**Task:** Everything in the listing below should be written out again exactly, except the pictures.
[[ Materials provided, beginning ]]
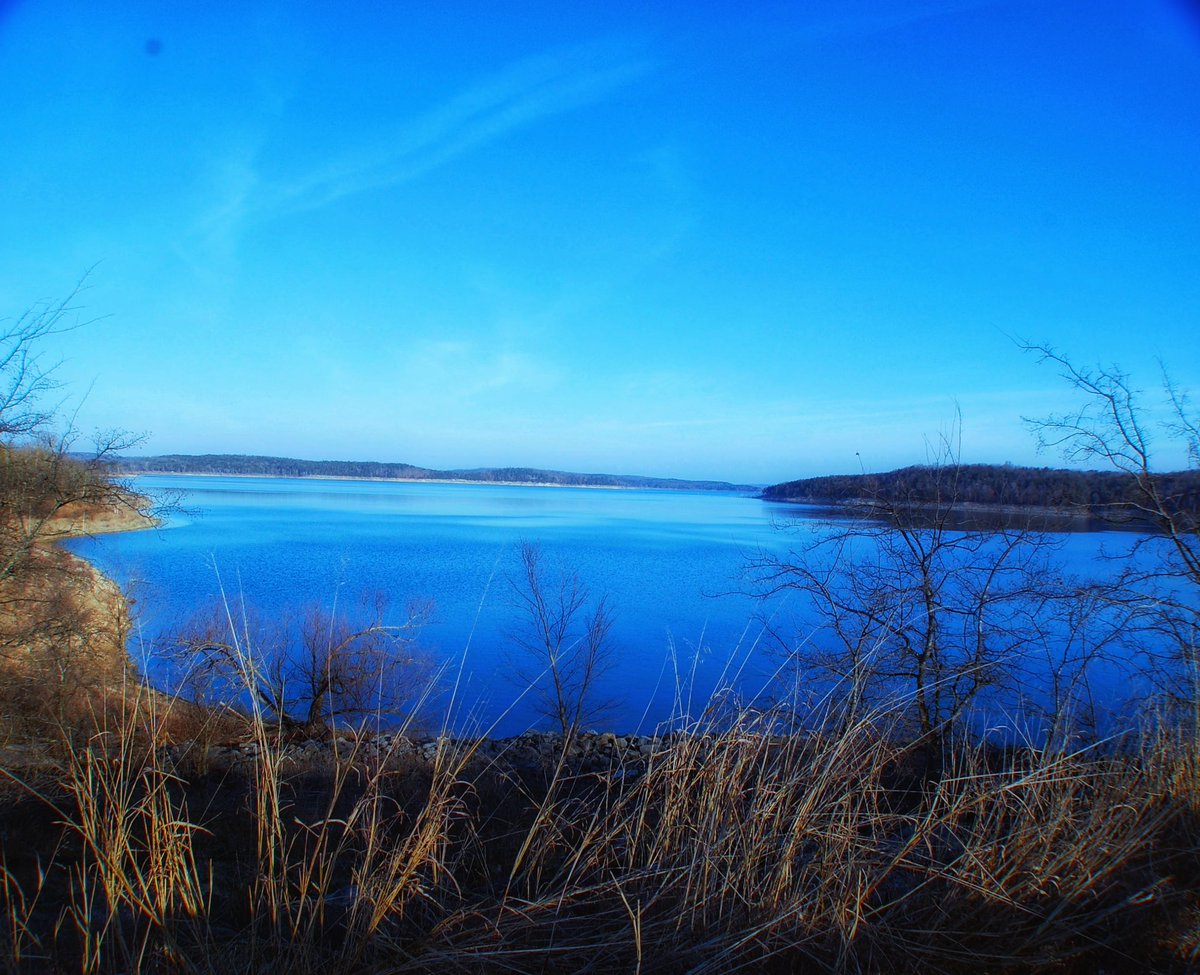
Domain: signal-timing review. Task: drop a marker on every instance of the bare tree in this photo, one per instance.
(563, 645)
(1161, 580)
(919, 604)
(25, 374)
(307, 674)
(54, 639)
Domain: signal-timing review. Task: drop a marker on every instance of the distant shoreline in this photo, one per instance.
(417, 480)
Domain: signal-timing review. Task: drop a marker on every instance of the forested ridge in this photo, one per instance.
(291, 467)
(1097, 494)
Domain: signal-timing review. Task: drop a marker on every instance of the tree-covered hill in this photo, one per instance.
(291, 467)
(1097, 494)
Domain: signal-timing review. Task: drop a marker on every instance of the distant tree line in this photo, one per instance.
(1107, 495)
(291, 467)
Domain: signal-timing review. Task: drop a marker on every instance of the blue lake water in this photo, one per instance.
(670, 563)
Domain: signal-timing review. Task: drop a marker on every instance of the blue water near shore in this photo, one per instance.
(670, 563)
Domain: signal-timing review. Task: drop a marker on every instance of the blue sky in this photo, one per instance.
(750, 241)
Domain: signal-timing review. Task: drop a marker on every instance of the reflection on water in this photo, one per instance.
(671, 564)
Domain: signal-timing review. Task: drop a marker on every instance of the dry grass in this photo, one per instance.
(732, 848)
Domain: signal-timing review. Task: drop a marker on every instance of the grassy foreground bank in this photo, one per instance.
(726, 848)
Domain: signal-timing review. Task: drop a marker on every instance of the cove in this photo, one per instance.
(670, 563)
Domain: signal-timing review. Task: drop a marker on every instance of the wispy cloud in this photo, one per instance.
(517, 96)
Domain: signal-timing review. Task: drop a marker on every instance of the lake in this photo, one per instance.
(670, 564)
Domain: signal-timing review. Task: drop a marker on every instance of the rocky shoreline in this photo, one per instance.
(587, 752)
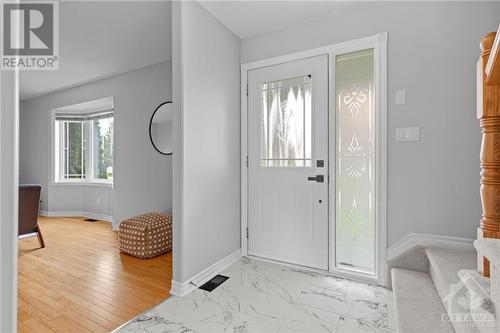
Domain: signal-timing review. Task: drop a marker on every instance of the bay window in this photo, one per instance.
[[ Materials provided, end ]]
**Output for this exercise:**
Domain: signal-timing review. Task: drop a marker on every instance of the bare tree in this photo, one per instance.
(563, 645)
(1161, 580)
(919, 604)
(25, 374)
(307, 674)
(54, 639)
Domain: signal-timing review. Task: drop a marker on every instance of the distant shoreline in this photo, one per instance.
(417, 480)
Domain: signal-timing review. Task: drop a marker on every instance of the forested ridge in this photo, one per instance.
(291, 467)
(1097, 494)
Domain: signal-timing review. Task: drop a marker on every instance of the tree-covered hill in this photo, one per instance.
(291, 467)
(1097, 494)
Domain: signal-timing review. Task: drop a marker on every instance of the distant tree line in this photo, one per instance.
(1107, 495)
(291, 467)
Domain: signal-timing review. Task: drop a marker on every instance of the blue lake water in this photo, one per instance.
(670, 563)
Domain: signal-timing review. Task: drop a marker on every instance of the blue water near shore in this photo, one per instance.
(670, 563)
Domain: signal-timing review. Task: drop a marker on every instance of the blue sky in this photo, one per instance.
(750, 241)
Domain: signal-timing review. Task: drop a marker on every instance of the reflection on water in this photo, one per instance.
(671, 564)
Domain: signal-timing review. Task: drop a marker on every instance of the dry grass in this photo, one per instance.
(732, 848)
Domain: signal-timing review. Task: drop a marker on every instance of the grassy foreground bank in this photo, one per instance.
(726, 848)
Domain: signal-timing review. Task: drop a marker on every instance of the cove in this photo, one per instance.
(670, 563)
Domain: signal-timing review. Task: drop a marker on every instance of the wispy cloud in this photo, one per instance.
(517, 96)
Domain: signal-timing review. Task: drop a marker on every instance of the lake in this photo, one per instance.
(670, 564)
Domain: signal-timing review. Task: drop a marker on every instance of the rocky shoreline in this photo, one per instance.
(587, 752)
Domain: signal-timing review. Task: drop a marker on every instance of the bay window in this photo, one per instance.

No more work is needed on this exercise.